I watched the Union Public Service Commission’s decision to run real‑time face authentication at the 2026 prelims with a mixture of relief and curiosity. Relief, because impersonation has long damaged trust around high‑stakes selection; curiosity, because executing a biometric system at scale — across roughly 2,000 venues and hundreds of thousands of candidates — is an operational and ethical experiment as much as a technical one.
What changed this year
- Face authentication was made a mandatory part of the entry process for the Civil Services (Preliminary) Examination 2026, implemented at over 2,000 venues in more than 80 cities. The Economic Times and other outlets reported the scale and scope of the roll‑out.
- The system compared a live capture of a candidate’s face at the entry gate with the photograph submitted during application, supported by liveness checks and fallback biometric or manual verification where needed The CSR Journal.

▶ Written task: Extend the commentary on face authentication at the UPSC prelims, picking up after its final sentence. The rows that come next are drawn from a separate source.

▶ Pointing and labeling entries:

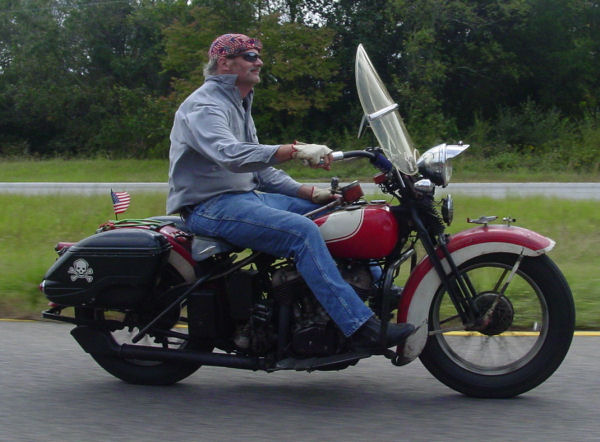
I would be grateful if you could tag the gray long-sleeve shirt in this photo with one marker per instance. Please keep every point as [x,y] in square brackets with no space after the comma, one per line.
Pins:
[215,150]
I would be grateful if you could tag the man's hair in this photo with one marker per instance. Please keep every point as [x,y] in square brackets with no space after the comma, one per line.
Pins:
[210,68]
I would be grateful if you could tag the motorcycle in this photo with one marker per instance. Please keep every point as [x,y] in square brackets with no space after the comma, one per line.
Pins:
[152,303]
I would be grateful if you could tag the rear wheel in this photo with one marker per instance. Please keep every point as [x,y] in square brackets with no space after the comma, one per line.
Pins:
[143,372]
[528,331]
[170,332]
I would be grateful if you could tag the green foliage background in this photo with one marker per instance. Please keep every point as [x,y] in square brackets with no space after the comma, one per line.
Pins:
[517,78]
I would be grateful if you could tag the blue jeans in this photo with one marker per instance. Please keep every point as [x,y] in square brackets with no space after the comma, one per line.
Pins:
[272,223]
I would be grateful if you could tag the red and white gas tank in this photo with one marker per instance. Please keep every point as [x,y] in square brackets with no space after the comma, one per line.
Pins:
[360,232]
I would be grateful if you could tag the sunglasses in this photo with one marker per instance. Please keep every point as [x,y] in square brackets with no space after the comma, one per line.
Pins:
[248,56]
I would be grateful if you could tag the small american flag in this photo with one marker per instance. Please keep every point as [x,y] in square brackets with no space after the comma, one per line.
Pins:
[121,201]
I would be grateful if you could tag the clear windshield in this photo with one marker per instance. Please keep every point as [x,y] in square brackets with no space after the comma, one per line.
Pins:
[389,129]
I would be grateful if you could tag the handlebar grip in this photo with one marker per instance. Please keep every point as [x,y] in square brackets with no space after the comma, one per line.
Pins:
[337,155]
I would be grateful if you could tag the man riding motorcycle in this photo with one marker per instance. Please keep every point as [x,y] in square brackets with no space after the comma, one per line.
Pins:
[222,182]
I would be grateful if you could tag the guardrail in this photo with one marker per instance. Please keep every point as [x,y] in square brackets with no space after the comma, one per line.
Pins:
[582,191]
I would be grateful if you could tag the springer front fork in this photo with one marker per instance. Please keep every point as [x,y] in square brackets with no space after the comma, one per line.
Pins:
[458,285]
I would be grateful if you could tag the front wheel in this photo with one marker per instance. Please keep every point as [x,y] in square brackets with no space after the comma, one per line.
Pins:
[528,331]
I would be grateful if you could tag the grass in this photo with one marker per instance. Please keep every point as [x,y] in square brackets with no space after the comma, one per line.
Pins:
[467,169]
[30,226]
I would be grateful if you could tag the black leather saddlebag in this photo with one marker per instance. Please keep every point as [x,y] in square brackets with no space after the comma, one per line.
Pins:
[114,269]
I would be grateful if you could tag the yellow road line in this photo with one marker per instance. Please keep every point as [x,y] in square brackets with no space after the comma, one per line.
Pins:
[455,333]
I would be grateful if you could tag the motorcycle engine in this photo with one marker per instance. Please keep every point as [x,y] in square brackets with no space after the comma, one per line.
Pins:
[313,331]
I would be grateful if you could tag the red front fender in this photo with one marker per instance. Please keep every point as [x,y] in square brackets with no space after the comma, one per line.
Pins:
[424,280]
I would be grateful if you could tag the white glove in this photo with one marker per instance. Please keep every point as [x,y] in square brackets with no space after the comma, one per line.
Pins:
[321,196]
[313,153]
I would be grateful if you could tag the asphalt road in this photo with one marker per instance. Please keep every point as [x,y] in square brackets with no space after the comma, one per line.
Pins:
[50,390]
[589,191]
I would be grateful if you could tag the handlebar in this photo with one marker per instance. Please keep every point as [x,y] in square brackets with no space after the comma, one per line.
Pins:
[377,159]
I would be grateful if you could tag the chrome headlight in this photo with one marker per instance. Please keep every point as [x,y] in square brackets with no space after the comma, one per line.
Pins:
[435,163]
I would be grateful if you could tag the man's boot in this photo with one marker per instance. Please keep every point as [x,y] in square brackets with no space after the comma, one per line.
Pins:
[368,335]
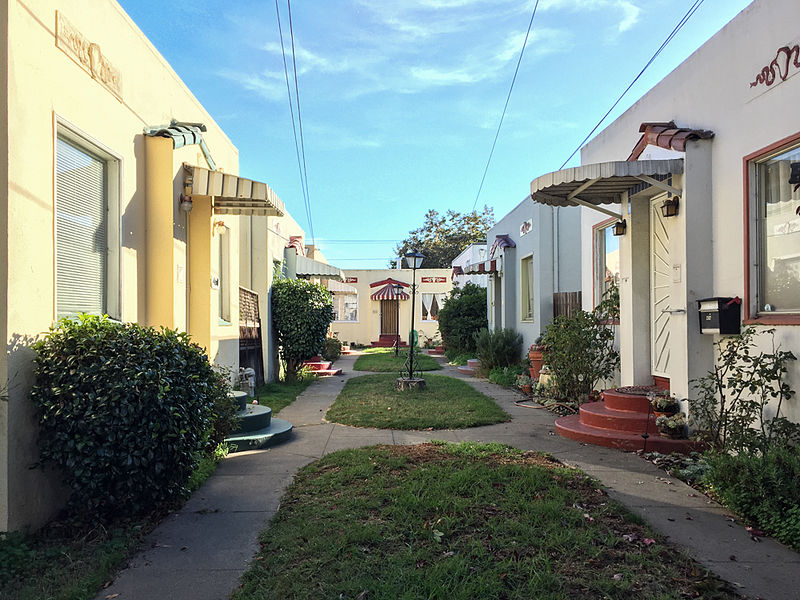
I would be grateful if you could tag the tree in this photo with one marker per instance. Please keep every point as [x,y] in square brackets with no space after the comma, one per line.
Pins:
[301,313]
[443,237]
[461,317]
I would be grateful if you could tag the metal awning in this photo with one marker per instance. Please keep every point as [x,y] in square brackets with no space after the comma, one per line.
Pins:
[337,287]
[494,265]
[232,195]
[604,183]
[308,267]
[388,292]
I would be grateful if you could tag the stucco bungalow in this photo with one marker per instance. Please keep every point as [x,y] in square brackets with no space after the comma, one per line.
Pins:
[702,175]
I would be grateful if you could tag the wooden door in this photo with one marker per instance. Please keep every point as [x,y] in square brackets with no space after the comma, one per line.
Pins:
[389,317]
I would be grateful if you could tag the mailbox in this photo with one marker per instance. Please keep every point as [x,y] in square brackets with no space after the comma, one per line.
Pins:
[720,315]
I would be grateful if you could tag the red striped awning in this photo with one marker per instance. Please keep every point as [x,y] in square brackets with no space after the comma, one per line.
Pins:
[388,292]
[494,265]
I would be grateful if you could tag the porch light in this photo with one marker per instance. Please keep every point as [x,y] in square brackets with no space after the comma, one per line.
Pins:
[670,207]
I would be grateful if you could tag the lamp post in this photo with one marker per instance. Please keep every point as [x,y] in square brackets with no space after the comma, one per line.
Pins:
[414,261]
[398,289]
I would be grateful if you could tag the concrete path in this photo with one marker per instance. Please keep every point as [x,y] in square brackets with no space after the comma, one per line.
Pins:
[200,552]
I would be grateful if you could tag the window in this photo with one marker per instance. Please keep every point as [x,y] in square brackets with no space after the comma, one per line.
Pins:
[345,307]
[224,272]
[87,229]
[526,286]
[774,183]
[431,303]
[606,259]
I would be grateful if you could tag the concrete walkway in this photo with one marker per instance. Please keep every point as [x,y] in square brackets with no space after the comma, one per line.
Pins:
[200,552]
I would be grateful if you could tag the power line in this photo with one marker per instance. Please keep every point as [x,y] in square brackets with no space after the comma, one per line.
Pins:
[673,33]
[508,98]
[300,122]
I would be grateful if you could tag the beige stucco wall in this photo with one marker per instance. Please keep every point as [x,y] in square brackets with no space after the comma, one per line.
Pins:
[711,90]
[367,328]
[46,88]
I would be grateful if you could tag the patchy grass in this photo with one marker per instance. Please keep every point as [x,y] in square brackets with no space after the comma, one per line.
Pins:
[445,403]
[383,360]
[279,395]
[460,522]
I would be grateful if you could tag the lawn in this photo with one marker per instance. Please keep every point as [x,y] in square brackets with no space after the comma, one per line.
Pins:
[461,522]
[383,360]
[445,403]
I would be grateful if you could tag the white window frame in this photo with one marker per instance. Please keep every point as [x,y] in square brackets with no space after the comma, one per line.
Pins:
[113,198]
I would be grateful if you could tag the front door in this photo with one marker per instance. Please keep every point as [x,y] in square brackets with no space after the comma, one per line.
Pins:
[660,288]
[389,317]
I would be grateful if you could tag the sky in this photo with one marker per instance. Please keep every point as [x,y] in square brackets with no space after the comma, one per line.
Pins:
[400,99]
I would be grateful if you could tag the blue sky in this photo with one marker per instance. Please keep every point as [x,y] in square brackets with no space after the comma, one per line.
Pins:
[400,99]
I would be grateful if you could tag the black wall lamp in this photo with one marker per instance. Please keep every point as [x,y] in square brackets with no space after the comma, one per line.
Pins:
[670,207]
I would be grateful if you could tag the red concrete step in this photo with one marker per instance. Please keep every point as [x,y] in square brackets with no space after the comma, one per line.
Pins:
[597,414]
[572,428]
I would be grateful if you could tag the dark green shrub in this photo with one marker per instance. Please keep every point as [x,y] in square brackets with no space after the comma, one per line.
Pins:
[461,317]
[764,489]
[125,411]
[301,313]
[500,348]
[332,349]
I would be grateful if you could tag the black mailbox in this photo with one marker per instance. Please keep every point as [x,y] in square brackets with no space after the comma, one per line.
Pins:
[720,315]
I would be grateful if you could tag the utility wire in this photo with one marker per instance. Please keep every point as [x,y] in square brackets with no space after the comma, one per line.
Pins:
[291,110]
[692,9]
[508,98]
[300,123]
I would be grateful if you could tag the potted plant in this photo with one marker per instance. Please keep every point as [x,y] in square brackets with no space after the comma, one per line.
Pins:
[664,405]
[672,426]
[525,383]
[536,356]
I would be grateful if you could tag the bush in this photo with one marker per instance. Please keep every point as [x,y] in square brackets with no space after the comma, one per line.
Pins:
[332,349]
[764,489]
[461,317]
[302,312]
[125,411]
[501,348]
[579,350]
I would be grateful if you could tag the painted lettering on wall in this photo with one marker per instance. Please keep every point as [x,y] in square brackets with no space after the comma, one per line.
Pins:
[785,59]
[87,55]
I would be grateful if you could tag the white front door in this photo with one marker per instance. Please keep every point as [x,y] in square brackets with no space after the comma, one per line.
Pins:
[660,286]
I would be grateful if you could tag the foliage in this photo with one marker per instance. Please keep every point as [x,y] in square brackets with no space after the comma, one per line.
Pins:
[735,398]
[443,237]
[461,522]
[444,403]
[461,317]
[764,489]
[125,411]
[332,349]
[301,312]
[499,348]
[506,376]
[579,350]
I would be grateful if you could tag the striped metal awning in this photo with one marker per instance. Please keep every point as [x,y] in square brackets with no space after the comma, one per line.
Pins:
[494,265]
[232,195]
[388,292]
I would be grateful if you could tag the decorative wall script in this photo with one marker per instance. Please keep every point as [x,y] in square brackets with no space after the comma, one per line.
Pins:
[778,68]
[87,55]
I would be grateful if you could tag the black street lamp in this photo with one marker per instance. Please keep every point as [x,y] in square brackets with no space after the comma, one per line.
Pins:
[414,261]
[398,289]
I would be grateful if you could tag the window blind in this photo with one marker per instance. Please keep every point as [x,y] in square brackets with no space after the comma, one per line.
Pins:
[81,231]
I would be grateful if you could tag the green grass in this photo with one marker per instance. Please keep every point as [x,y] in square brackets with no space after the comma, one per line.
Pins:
[460,522]
[445,403]
[383,360]
[279,395]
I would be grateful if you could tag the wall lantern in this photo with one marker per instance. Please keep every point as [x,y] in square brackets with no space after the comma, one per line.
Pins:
[670,207]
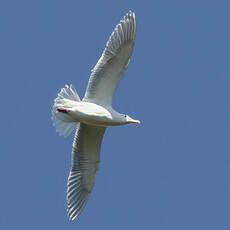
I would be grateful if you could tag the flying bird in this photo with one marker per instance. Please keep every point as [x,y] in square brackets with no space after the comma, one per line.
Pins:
[94,113]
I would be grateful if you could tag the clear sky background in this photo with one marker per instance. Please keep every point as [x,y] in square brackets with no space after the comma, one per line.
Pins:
[170,172]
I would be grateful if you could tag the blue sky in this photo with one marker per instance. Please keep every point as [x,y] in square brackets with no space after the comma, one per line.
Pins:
[170,172]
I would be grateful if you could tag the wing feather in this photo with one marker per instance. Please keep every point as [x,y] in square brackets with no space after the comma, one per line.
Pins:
[112,65]
[85,163]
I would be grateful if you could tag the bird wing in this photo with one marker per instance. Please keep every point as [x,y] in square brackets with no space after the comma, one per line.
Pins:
[85,163]
[112,65]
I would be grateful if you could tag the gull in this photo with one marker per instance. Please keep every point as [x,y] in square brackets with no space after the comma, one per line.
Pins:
[94,113]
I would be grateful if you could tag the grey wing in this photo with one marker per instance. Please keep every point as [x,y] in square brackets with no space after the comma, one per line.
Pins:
[85,163]
[112,65]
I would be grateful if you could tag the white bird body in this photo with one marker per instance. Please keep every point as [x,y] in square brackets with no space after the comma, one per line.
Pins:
[93,113]
[98,115]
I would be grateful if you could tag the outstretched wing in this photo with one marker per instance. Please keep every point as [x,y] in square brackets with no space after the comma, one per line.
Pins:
[85,163]
[112,65]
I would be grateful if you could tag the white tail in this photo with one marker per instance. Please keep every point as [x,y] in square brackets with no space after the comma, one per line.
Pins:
[66,98]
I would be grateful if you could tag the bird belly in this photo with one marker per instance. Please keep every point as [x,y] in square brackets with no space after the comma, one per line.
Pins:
[93,114]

▶ Result:
- This full implementation followed pilots in 2025 during select defence and recruitment examinations, which demonstrated feasibility and informed SOPs for larger deployment The Times of India.
The technology and logistics — how it worked
From what I observed and read, the system was a layered identity flow:
- QR code and ID scan from the admit card.
- Live face capture using high‑resolution cameras with liveness detection.
- Instant algorithmic comparison against the application photo to produce a match score.
- If the face match failed or systems faltered, a fallback to fingerprint/Aadhaar verification or manual checks.
Operational numbers matter: reports suggested typical face matches took under 10 seconds and the system was built to process thousands of authentications per minute at peak times. To do this across 2,000 venues required prepositioned hardware, connectivity resilience, trained invigilators, and clear SOPs for exceptions [Legacy IAS; The CSR Journal].
Privacy and fairness concerns I’m still weighing
I support integrity, but I’m cautious about surveillance baked into selection systems. Key concerns:
- Data lifecycle and governance: How long are live captures and match logs retained? Who can access them and under what legal safeguards?
- Algorithmic bias: Facial recognition systems have differential accuracy across gender, skin tones, and facial feature variations. Without independent audits, a ‘pass/fail’ match could disproportionately affect certain groups.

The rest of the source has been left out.